**Exercise input**

§ §

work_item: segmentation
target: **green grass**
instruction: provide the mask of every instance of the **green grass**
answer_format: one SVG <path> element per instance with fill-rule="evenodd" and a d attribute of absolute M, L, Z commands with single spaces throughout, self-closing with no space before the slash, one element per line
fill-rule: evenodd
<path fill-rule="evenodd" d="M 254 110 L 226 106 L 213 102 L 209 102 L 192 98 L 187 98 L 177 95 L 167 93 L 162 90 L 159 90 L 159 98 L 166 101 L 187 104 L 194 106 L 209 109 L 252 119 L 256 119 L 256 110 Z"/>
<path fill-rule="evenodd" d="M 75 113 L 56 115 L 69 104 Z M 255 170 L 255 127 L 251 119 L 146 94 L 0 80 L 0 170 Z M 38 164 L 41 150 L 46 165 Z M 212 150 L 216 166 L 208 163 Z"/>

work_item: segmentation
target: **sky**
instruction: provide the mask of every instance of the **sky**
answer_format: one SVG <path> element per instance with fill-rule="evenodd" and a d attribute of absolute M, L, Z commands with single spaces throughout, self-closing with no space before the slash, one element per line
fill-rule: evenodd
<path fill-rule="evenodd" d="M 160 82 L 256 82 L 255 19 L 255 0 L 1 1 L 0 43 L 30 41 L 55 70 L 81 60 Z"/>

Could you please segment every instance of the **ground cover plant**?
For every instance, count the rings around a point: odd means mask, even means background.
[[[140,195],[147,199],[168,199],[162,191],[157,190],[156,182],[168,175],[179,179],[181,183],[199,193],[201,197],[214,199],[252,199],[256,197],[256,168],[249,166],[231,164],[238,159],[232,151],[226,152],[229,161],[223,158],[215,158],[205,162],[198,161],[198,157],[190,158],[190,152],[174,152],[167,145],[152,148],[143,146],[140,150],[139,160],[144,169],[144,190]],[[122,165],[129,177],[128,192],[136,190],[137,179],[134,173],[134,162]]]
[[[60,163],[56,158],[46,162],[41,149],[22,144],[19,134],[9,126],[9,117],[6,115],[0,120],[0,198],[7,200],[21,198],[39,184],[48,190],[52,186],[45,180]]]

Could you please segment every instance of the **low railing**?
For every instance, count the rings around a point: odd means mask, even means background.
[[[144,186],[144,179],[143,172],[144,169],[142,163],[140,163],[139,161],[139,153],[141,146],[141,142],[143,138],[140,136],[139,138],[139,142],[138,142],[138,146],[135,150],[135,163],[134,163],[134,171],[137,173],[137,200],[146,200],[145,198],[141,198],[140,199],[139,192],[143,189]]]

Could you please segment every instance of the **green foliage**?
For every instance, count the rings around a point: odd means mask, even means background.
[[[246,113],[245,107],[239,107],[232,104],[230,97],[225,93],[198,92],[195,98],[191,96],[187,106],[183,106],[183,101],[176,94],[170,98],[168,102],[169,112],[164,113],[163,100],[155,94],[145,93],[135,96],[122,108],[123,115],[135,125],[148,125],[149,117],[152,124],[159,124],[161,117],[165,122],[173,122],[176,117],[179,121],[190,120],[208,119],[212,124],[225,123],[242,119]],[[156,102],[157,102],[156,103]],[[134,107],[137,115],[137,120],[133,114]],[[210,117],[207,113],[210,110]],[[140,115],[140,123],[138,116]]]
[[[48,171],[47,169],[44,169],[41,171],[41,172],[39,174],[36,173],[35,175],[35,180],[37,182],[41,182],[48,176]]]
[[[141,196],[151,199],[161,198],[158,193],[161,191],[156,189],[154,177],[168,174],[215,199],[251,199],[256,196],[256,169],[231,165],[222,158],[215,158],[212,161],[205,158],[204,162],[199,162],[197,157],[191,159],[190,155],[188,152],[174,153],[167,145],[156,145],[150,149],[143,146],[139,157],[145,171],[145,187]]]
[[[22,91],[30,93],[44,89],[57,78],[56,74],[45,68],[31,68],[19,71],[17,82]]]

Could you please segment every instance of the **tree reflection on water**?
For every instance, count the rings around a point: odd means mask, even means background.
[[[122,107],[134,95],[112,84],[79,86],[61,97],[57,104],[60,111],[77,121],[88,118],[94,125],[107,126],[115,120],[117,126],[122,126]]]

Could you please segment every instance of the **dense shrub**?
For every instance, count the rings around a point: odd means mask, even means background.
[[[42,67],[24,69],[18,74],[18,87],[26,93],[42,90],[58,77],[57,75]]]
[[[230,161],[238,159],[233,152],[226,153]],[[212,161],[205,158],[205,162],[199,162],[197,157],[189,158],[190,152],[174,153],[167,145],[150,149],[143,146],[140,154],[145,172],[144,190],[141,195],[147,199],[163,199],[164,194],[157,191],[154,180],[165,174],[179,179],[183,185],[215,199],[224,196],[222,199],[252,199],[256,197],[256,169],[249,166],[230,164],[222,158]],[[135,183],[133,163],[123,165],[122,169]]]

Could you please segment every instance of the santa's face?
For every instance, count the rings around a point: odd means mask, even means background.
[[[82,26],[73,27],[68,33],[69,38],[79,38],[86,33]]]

§ §

Retype all the records above without changing a single character.

**Task result**
work_item: segmentation
target: **green grass**
instruction: provide the mask of every instance of the **green grass**
answer_format: one SVG <path> element per instance with fill-rule="evenodd" and a d attribute of absolute M, L, Z commands with single spaces throughout, self-closing with no space before the slash, one element per line
fill-rule: evenodd
<path fill-rule="evenodd" d="M 254 110 L 226 106 L 213 102 L 209 102 L 192 98 L 187 98 L 177 95 L 167 93 L 162 90 L 159 90 L 159 98 L 166 101 L 187 104 L 194 106 L 209 109 L 252 119 L 256 119 L 256 110 Z"/>
<path fill-rule="evenodd" d="M 75 113 L 56 115 L 69 104 Z M 255 170 L 255 127 L 251 119 L 146 94 L 0 80 L 0 170 Z M 38 164 L 41 150 L 46 165 Z M 212 150 L 216 166 L 208 163 Z"/>

work_item: segmentation
target: **sky**
instruction: provide the mask of every instance of the **sky**
answer_format: one SVG <path> element per instance with fill-rule="evenodd" and a d attribute of absolute M, L, Z commands with single spaces throughout, self-closing with no space before the slash, one element per line
fill-rule: evenodd
<path fill-rule="evenodd" d="M 160 82 L 256 82 L 255 19 L 255 0 L 1 1 L 0 43 L 30 41 L 55 70 L 81 60 Z"/>

Could you please segment every instance of the **ground cover plant**?
For every instance, count the rings around a point: odd means mask, even means background.
[[[140,195],[147,199],[168,199],[162,191],[157,190],[156,182],[168,175],[179,179],[181,183],[199,193],[201,197],[214,199],[252,199],[256,197],[256,168],[249,166],[231,164],[238,159],[232,151],[226,152],[229,161],[223,158],[215,158],[205,162],[198,161],[198,157],[190,158],[190,152],[174,152],[167,145],[152,148],[143,146],[140,150],[139,160],[144,169],[144,190]],[[122,165],[129,177],[128,192],[136,190],[137,179],[134,173],[134,162]]]
[[[60,163],[56,158],[46,162],[41,149],[22,144],[19,134],[9,126],[9,117],[6,115],[0,120],[0,198],[7,200],[21,198],[39,184],[48,190],[52,186],[45,180]]]

Could you please segment every instance of the **low railing**?
For every instance, count the rings around a point: odd means mask, even means background.
[[[144,186],[144,179],[143,172],[144,169],[142,163],[140,163],[139,161],[139,153],[141,146],[141,142],[143,138],[140,136],[139,138],[139,142],[138,142],[138,146],[135,150],[135,163],[134,163],[134,171],[137,173],[137,200],[146,200],[145,198],[141,198],[140,199],[139,192],[143,189]]]

Could you please segment every instance of the **green foliage**?
For every instance, count the rings around a point: odd means mask, even means background.
[[[246,113],[245,107],[239,107],[232,104],[230,97],[225,93],[198,92],[195,98],[191,96],[187,106],[183,106],[183,101],[176,94],[170,98],[168,102],[169,112],[164,113],[163,100],[155,94],[145,93],[135,96],[122,108],[123,115],[135,125],[148,125],[149,117],[152,124],[159,124],[161,117],[165,122],[173,122],[176,117],[179,121],[190,120],[208,119],[212,124],[225,123],[242,119]],[[156,102],[157,102],[156,103]],[[134,107],[137,115],[137,120],[133,114]],[[210,117],[207,113],[210,110]],[[140,115],[140,123],[138,116]]]
[[[48,171],[47,169],[44,169],[41,171],[41,172],[39,174],[36,173],[35,175],[35,180],[37,182],[41,182],[48,176]]]
[[[141,196],[151,199],[161,198],[158,193],[161,191],[156,189],[154,177],[168,174],[215,199],[251,199],[256,196],[256,169],[231,165],[222,158],[215,158],[212,161],[205,158],[204,162],[199,162],[197,157],[191,159],[190,155],[188,152],[174,153],[167,145],[156,145],[150,149],[143,146],[139,157],[145,171],[145,187]]]
[[[22,91],[30,93],[44,89],[57,78],[56,74],[45,68],[31,68],[19,71],[17,82]]]

Could you please segment every instance of the **tree reflection on water**?
For every instance, count the rings around a point: odd means mask, even means background.
[[[122,107],[134,95],[112,84],[79,86],[61,97],[57,104],[60,111],[77,121],[88,118],[94,125],[107,126],[115,120],[117,126],[122,126]]]

Could you please segment every instance of the **dense shrub**?
For every instance, count the rings around a point: odd means mask, even means background.
[[[42,67],[24,69],[18,74],[18,87],[26,93],[42,90],[58,77],[57,75]]]
[[[230,161],[238,159],[233,152],[226,153]],[[212,161],[205,158],[205,162],[199,162],[197,157],[189,158],[190,152],[174,153],[167,145],[150,149],[143,146],[140,154],[145,172],[144,190],[141,195],[147,199],[163,199],[164,194],[157,191],[154,180],[165,174],[179,179],[183,185],[215,199],[224,196],[222,199],[252,199],[256,197],[256,169],[249,166],[230,164],[222,158]],[[135,183],[133,163],[123,165],[122,169]]]

Could you please segment every instance of the santa's face?
For every instance, count the rings around a point: odd means mask, even means background.
[[[82,26],[73,27],[68,33],[69,38],[79,38],[86,33]]]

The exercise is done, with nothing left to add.